**What is asked:** Exactly reproduce the line containing "Reviewer note: check" and all later lines to the end of the entries, leaving the pictures out of your copy.

== Records supplied ==

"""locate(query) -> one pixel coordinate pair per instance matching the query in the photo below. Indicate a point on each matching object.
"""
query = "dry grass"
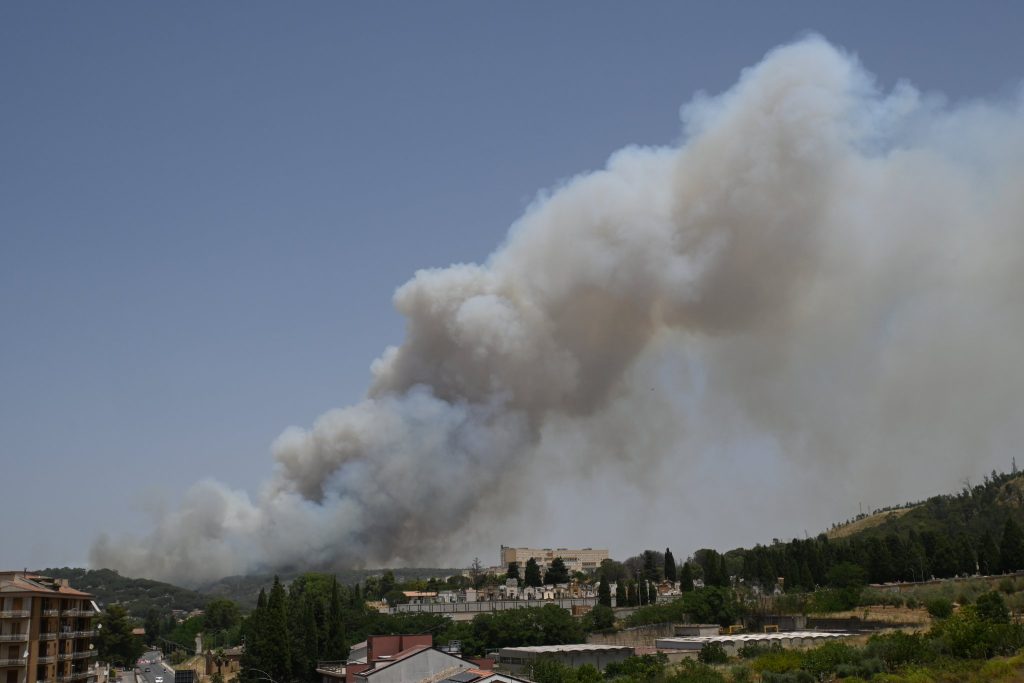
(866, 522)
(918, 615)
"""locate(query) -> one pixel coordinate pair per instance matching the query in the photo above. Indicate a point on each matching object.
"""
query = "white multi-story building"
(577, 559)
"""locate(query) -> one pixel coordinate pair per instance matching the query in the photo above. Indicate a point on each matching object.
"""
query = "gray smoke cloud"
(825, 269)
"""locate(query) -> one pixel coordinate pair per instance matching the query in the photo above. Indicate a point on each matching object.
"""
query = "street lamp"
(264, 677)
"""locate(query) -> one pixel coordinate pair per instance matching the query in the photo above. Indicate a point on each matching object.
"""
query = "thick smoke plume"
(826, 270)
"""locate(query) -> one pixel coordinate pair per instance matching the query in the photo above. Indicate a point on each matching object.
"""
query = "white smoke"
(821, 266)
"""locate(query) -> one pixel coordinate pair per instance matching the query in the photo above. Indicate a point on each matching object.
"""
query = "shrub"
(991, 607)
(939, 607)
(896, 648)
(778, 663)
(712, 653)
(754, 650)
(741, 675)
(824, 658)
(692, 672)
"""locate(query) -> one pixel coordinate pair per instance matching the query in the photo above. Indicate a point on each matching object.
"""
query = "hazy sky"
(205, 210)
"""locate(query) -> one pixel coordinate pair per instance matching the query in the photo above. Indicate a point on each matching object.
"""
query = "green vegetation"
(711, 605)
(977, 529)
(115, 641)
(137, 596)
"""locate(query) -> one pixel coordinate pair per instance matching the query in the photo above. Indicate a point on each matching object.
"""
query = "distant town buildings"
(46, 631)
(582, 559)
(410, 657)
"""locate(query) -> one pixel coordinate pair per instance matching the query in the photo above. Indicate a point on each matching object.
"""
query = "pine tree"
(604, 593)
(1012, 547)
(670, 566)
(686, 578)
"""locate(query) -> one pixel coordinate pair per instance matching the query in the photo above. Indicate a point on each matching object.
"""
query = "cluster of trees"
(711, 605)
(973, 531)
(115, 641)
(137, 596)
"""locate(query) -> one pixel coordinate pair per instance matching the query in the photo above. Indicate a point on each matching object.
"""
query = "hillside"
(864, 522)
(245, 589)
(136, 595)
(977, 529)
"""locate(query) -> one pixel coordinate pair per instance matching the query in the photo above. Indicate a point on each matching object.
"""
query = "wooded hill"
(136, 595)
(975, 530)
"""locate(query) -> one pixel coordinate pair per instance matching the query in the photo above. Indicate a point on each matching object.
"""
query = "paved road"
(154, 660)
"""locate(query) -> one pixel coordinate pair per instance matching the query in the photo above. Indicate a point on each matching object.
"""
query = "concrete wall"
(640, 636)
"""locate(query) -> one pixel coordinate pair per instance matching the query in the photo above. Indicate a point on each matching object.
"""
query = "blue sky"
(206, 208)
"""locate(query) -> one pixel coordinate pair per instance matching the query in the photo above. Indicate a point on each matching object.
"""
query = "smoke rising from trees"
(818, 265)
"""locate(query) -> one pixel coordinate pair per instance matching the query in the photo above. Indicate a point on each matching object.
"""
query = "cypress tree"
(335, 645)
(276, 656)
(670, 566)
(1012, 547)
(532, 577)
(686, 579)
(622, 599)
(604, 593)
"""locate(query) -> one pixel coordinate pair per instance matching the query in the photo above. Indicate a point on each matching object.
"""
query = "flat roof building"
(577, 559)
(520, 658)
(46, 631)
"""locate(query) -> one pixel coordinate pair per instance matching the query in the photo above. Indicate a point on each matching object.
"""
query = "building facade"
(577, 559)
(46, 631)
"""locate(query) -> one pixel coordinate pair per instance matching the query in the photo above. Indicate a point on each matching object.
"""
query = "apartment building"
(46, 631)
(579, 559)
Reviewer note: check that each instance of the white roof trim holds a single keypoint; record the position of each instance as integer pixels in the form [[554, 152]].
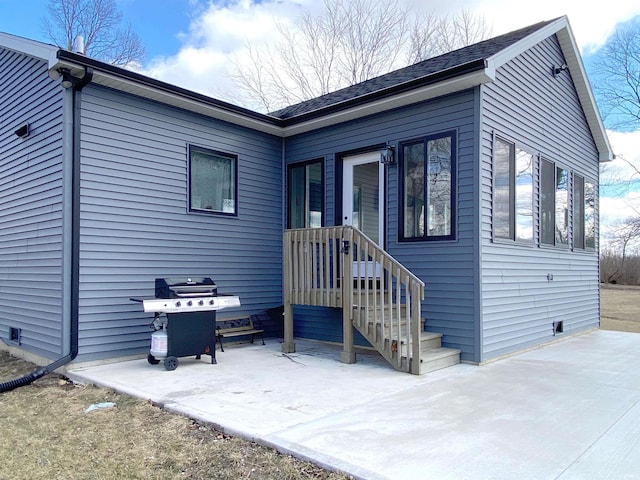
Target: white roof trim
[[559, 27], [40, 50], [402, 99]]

===

**Answer to this problem:**
Reviewer note: check that each instance of the white roof trim holds a single keypoint; record the position of each instance as integer pixels in the form [[554, 152]].
Target: white roof trim
[[559, 27], [40, 50], [402, 99]]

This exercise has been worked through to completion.